--- Data shown ---
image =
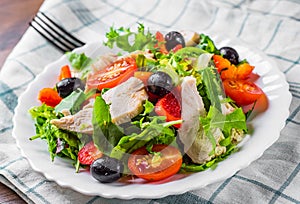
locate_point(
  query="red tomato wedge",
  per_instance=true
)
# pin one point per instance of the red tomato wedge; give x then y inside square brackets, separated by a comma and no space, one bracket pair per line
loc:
[153,167]
[161,43]
[241,91]
[49,96]
[65,72]
[111,76]
[230,71]
[88,153]
[169,106]
[144,76]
---
Task details: Repeat the material above word for word, leaving out the picture.

Result below:
image =
locate_point(
  query="red tomato wedge",
  per_instance=true
)
# pin one point per instance of the red tomato wedge; give x then y inside square brackets, separated by a comma and no space, one bracket pair per line
loc:
[153,167]
[161,43]
[241,91]
[49,96]
[65,72]
[111,76]
[230,71]
[88,153]
[169,106]
[144,76]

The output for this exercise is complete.